EXERCISE AIM: Please show each line of the records that contains the word "separate". Case counts.

↓

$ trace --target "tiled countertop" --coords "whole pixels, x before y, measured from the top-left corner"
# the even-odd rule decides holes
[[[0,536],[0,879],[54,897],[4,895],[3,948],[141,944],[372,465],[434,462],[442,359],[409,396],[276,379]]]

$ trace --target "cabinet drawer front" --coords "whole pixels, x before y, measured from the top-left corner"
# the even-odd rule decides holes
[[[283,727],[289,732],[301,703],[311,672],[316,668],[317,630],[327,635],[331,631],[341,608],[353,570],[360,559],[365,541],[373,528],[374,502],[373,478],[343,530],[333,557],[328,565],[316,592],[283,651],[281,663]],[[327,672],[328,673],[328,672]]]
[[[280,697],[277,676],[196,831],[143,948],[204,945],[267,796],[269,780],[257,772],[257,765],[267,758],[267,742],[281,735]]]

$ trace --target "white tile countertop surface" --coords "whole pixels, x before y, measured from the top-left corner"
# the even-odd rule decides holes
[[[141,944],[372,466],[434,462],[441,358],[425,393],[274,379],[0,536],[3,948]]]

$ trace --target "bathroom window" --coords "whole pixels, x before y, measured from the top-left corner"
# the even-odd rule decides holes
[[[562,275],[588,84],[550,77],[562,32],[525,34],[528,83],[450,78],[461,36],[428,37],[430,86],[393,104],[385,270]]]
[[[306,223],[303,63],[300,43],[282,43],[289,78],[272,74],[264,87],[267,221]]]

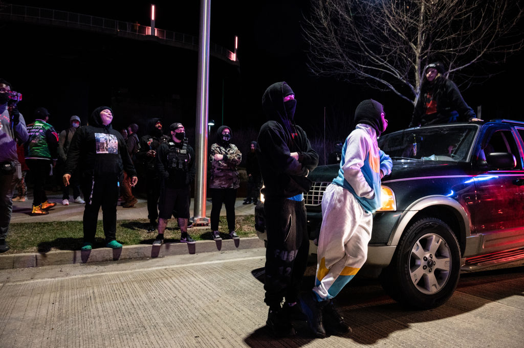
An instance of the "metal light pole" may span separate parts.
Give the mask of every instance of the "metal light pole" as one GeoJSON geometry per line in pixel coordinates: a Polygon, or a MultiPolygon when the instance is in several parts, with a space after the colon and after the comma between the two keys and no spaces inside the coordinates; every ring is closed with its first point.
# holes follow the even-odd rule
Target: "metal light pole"
{"type": "Polygon", "coordinates": [[[209,224],[205,217],[208,172],[208,107],[209,92],[209,28],[211,0],[200,0],[200,35],[199,40],[198,99],[196,105],[196,176],[193,224],[209,224]]]}
{"type": "Polygon", "coordinates": [[[151,35],[156,36],[155,32],[155,5],[151,5],[151,35]]]}

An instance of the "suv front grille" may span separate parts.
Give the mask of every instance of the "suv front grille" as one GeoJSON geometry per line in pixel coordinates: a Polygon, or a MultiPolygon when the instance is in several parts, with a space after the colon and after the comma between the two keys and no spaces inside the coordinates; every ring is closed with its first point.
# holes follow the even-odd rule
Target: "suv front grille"
{"type": "Polygon", "coordinates": [[[331,183],[331,181],[314,181],[311,189],[304,195],[304,199],[307,206],[319,206],[322,201],[322,196],[326,187],[331,183]]]}

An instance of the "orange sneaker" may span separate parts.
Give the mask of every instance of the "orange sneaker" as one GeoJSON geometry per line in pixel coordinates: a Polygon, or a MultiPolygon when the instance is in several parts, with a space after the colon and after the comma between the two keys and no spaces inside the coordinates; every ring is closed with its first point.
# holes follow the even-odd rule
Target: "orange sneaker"
{"type": "Polygon", "coordinates": [[[31,215],[32,216],[37,216],[38,215],[47,215],[49,214],[49,212],[42,209],[42,205],[39,206],[33,206],[33,210],[31,212],[31,215]]]}
{"type": "Polygon", "coordinates": [[[51,209],[56,205],[57,205],[57,204],[55,203],[54,202],[51,202],[50,203],[49,202],[46,200],[43,203],[42,203],[41,205],[40,205],[40,206],[41,208],[43,209],[44,210],[47,210],[51,209]]]}

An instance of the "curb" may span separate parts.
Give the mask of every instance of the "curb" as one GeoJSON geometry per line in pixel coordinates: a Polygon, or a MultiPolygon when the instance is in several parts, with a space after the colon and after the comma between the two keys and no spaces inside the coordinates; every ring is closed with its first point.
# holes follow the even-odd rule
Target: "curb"
{"type": "Polygon", "coordinates": [[[236,240],[197,241],[194,244],[166,243],[159,247],[154,247],[151,244],[135,245],[124,245],[121,249],[102,248],[85,251],[59,250],[46,253],[13,254],[0,255],[0,270],[116,261],[258,248],[264,248],[264,241],[257,237],[250,237],[236,240]]]}

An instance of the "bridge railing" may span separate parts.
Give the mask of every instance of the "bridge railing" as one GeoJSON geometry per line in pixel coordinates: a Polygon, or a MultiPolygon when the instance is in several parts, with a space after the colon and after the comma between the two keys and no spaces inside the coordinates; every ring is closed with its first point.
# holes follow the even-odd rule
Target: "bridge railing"
{"type": "MultiPolygon", "coordinates": [[[[93,28],[100,28],[114,30],[116,31],[123,31],[137,35],[151,35],[151,27],[143,26],[138,23],[131,23],[49,8],[0,3],[0,15],[7,15],[12,17],[47,19],[56,21],[57,24],[74,24],[85,27],[91,27],[93,28]]],[[[198,38],[193,35],[156,28],[155,36],[159,39],[166,41],[175,41],[192,46],[196,46],[195,48],[198,49],[198,38]]],[[[233,57],[233,53],[231,51],[214,43],[210,43],[210,50],[226,59],[231,60],[231,57],[233,57]]]]}

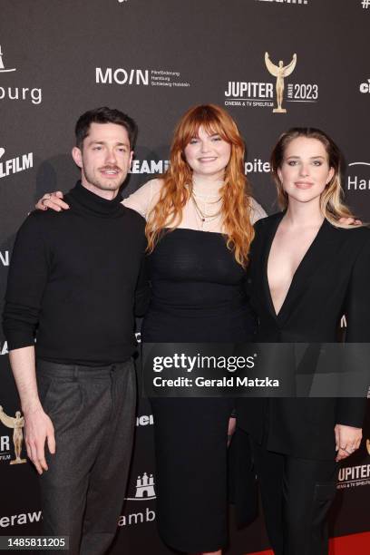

↑

THE SOLUTION:
An instance of the "metal light pole" may span separate parts.
An instance of the "suv front grille" may span separate parts.
An instance of the "orange sneaker" may span separate parts.
An instance of the "curb" may span separate parts.
An instance of the "bridge railing" may span separate parts.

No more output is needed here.